[Page extract]
+-------+

The role of the state in the banking system became stronger particularly after the world economic crisis of 1929–1933. The bourgeois states have used banks and credit in their attempts to regulate and stimulate the economy. Extensive development of state ownership in the banking sphere has occurred, including the nationalization of the central issue and major commercial banks, the creation of new special state banks, particularly for financing certain sectors of the economy, and so forth. Both the state and the private banks are important sources for financing the governments, and particularly their military outlays. In all the capitalist nations, there are involved systems for regulating the banks and supervising them on behalf of the state. All these processes reflect the exacerbation of capitalism’s contradictions and the search by the ruling classes for a way out of the system’s growing difficulties.

In the developing nations, banks have many special features; in the nations that are characterized by an anti-capitalist orientation in their development, the banks have assumed fundamentally new features. Previously the banking monopolies of the imperialist states held sway in these countries. Now, in a number of states, private national banking capital has developed. However, the most important process is the concentration of the banks in the hands of the state. Under certain conditions this concentration makes it possible to use them in developing the national economy. The most radical changes occurred in the 1960’s in the banking systems of Burma, the UAR, Syria, and certain other countries, where a democratic nationalization of the foreign and private banks was carried out and where their activities were focused on financing the key sectors of the national economy and particularly the state sector. In the young independent states, the role of banks depends greatly upon the nature of the state system.

+-------+

[Record list]
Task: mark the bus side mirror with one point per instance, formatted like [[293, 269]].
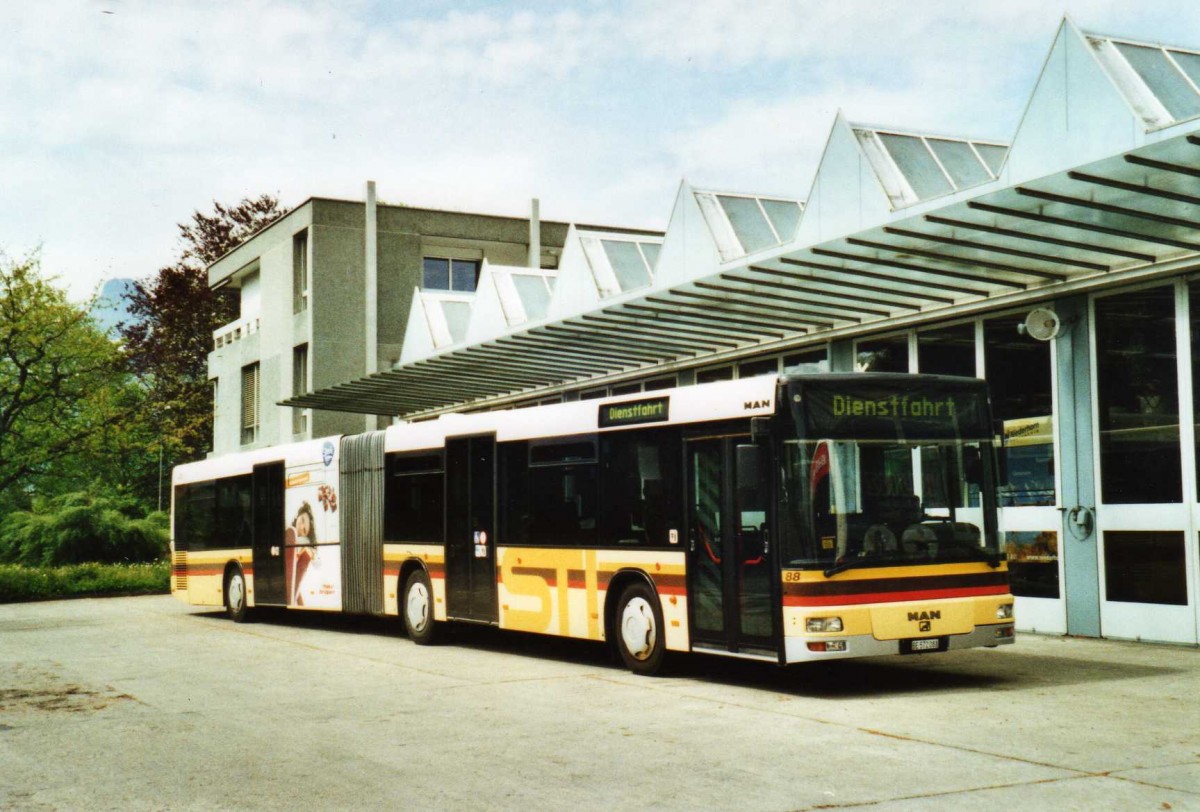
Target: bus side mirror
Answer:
[[749, 465], [972, 465]]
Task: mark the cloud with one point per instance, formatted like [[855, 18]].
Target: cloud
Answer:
[[113, 127]]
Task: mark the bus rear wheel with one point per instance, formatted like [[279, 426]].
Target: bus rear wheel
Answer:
[[418, 608], [640, 630], [235, 596]]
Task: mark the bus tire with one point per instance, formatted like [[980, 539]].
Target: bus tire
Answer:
[[235, 595], [417, 607], [640, 635]]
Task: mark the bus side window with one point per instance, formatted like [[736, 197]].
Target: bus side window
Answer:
[[563, 488], [514, 491], [413, 494], [640, 487]]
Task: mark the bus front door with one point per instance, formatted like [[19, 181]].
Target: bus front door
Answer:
[[267, 485], [471, 528], [729, 566]]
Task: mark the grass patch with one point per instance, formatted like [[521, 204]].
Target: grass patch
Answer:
[[23, 583]]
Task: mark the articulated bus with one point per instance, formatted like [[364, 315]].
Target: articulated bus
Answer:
[[780, 518]]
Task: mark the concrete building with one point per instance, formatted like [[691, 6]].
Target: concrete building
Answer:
[[327, 294], [1061, 263]]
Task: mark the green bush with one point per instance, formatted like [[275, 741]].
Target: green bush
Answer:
[[23, 583], [82, 527]]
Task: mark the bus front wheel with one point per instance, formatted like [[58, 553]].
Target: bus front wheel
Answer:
[[418, 608], [235, 596], [640, 630]]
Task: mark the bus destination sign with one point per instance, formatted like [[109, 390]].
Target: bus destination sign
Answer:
[[631, 413], [897, 408]]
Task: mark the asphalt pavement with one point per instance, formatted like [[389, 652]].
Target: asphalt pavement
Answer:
[[143, 703]]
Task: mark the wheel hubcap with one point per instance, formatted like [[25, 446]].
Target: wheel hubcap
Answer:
[[637, 629], [418, 607], [237, 593]]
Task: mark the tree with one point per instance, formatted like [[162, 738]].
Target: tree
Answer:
[[175, 313], [63, 389]]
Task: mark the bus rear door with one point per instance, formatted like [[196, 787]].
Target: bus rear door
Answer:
[[471, 528]]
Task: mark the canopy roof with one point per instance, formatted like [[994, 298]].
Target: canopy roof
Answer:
[[1095, 188]]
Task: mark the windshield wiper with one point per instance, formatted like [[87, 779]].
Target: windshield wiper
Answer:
[[850, 564]]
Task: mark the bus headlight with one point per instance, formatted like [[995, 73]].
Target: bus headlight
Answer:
[[816, 625]]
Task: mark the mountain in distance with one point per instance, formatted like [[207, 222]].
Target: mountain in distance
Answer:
[[111, 307]]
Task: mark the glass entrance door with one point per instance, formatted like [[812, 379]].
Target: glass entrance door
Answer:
[[730, 565]]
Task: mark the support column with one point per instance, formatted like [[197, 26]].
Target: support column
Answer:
[[1078, 543], [841, 356], [371, 293]]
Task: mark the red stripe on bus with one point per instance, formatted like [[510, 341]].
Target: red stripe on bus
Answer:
[[892, 597]]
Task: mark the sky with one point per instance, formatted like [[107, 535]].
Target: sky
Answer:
[[119, 119]]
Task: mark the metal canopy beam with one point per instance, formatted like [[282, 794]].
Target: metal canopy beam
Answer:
[[492, 353], [957, 260], [821, 287], [1163, 166], [922, 269], [774, 295], [1084, 227], [677, 316], [707, 314], [1137, 188], [811, 288], [612, 360], [853, 282], [675, 343], [1038, 238], [999, 250], [795, 317], [1125, 211], [642, 328], [630, 346]]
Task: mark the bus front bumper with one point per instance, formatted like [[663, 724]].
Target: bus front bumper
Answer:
[[809, 649]]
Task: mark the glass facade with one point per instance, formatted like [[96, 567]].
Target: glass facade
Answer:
[[947, 350], [1138, 397], [889, 354]]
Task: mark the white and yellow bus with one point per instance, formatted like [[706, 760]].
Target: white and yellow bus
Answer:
[[780, 518]]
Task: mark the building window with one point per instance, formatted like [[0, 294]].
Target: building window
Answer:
[[1139, 404], [808, 361], [714, 374], [1018, 371], [1145, 567], [759, 367], [249, 403], [889, 354], [299, 386], [442, 274], [947, 350], [300, 271]]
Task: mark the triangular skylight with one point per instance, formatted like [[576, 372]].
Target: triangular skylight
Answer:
[[621, 263], [913, 167], [1162, 83], [744, 224]]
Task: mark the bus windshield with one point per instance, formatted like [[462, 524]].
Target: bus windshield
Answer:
[[885, 475]]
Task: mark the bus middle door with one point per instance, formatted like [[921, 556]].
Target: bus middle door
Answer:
[[729, 567]]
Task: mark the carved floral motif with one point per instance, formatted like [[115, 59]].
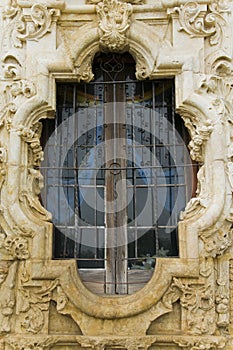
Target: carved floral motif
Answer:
[[102, 343], [7, 300], [39, 25], [193, 22], [222, 304], [33, 306], [135, 2], [12, 68], [3, 159], [32, 137], [21, 87], [17, 247], [114, 20], [200, 344], [19, 343], [198, 300]]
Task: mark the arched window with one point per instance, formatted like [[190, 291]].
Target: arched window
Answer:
[[117, 174]]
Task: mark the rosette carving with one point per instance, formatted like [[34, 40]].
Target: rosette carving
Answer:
[[114, 21]]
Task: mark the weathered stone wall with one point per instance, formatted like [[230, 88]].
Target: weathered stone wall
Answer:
[[187, 303]]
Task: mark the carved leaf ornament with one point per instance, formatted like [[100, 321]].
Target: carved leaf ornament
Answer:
[[193, 23]]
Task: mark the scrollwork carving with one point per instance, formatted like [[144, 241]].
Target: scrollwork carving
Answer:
[[215, 243], [17, 247], [198, 300], [193, 23], [6, 115], [222, 304], [33, 305], [200, 344], [39, 25], [130, 343], [135, 2], [3, 160], [21, 87], [7, 295], [114, 20], [11, 68], [32, 137], [31, 344]]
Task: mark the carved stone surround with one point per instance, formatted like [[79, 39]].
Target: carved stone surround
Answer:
[[187, 303]]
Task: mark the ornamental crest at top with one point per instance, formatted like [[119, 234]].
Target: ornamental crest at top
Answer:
[[114, 21]]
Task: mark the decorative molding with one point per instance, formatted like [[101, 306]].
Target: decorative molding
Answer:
[[198, 300], [6, 115], [3, 165], [32, 137], [7, 300], [33, 306], [200, 344], [197, 25], [12, 68], [21, 87], [22, 343], [128, 343], [40, 24], [114, 21], [17, 247], [222, 300], [133, 2], [21, 27]]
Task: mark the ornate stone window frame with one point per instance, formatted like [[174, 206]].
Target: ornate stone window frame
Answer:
[[205, 232]]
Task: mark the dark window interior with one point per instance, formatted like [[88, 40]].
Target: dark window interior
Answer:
[[117, 174]]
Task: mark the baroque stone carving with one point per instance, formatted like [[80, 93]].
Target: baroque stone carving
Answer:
[[114, 19], [200, 344], [193, 23], [7, 300], [39, 25], [33, 305], [198, 300], [6, 115], [21, 87], [129, 343], [12, 68], [135, 2], [30, 195], [222, 304], [17, 343], [3, 160], [32, 137]]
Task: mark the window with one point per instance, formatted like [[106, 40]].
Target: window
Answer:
[[117, 174]]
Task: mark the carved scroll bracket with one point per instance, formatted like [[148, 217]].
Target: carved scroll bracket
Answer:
[[28, 26], [201, 24], [7, 295]]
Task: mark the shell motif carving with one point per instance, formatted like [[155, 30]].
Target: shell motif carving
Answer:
[[114, 20]]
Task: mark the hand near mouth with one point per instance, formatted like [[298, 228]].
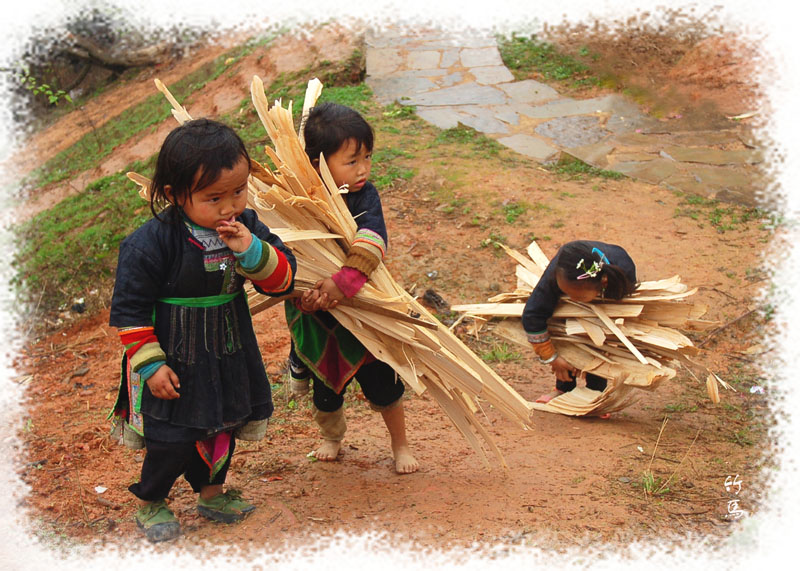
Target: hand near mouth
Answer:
[[235, 235]]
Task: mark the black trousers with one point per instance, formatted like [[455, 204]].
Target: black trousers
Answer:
[[378, 382], [165, 462], [594, 382]]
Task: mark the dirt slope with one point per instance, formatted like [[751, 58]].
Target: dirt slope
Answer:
[[574, 481]]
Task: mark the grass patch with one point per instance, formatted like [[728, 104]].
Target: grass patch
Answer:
[[90, 225], [514, 210], [100, 142], [653, 485], [67, 250], [724, 218], [529, 56]]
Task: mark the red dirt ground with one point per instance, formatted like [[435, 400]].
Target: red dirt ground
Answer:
[[570, 481]]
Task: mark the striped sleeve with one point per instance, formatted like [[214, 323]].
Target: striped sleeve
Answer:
[[366, 252], [270, 271], [142, 348]]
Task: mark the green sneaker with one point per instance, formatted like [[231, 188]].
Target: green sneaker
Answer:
[[157, 522], [228, 507]]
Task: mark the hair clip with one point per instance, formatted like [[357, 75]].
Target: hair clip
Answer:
[[589, 272], [603, 258]]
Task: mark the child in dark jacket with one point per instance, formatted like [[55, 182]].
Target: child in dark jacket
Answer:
[[193, 375], [583, 270], [323, 351]]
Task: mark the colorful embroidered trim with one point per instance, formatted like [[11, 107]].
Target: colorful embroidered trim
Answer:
[[141, 346]]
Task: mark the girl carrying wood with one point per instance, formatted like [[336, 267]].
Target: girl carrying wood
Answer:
[[582, 270], [193, 376], [324, 351]]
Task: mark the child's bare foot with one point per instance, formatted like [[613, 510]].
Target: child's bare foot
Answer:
[[404, 461], [549, 396], [328, 450]]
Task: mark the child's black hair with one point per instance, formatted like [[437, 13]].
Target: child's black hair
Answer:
[[569, 264], [329, 125], [199, 146]]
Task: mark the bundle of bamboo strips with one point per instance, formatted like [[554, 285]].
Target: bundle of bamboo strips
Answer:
[[633, 342], [308, 210]]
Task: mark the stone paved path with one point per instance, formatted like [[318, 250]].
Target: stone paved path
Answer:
[[452, 79]]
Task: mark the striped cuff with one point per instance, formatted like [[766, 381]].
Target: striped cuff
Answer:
[[141, 347], [250, 258], [271, 272]]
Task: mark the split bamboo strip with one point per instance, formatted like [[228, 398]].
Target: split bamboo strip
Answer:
[[632, 343], [385, 318]]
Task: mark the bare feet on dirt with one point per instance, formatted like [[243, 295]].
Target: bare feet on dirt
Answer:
[[328, 450], [404, 461]]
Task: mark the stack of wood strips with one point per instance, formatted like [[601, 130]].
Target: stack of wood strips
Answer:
[[634, 343], [308, 211]]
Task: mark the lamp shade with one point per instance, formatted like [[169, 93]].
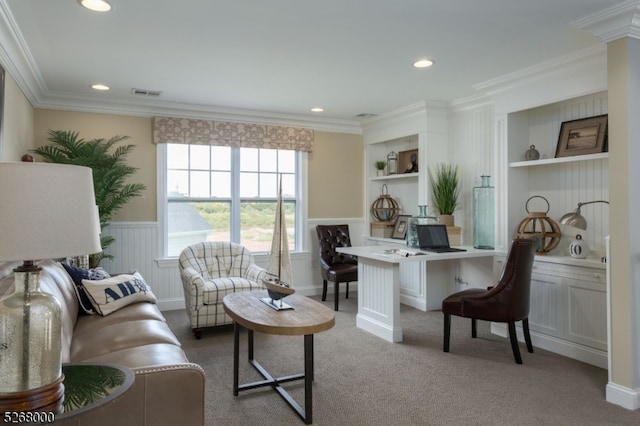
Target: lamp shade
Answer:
[[47, 211], [575, 218]]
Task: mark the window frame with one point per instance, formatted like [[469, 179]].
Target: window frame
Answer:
[[301, 200]]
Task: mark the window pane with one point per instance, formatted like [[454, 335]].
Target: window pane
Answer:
[[249, 185], [221, 184], [249, 159], [177, 156], [199, 184], [257, 220], [177, 183], [221, 158], [286, 161], [268, 160], [288, 186], [190, 223], [268, 185], [199, 157]]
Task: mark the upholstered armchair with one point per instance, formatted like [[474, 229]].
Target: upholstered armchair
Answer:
[[507, 301], [211, 270], [336, 267]]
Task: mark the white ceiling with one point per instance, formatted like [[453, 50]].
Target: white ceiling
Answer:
[[281, 57]]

+-------+

[Given problem] According to the passage on banks above, in which decade did the most radical changes occur in the banking systems of Burma, the UAR, and Syria?

[Task solution] The 1960s.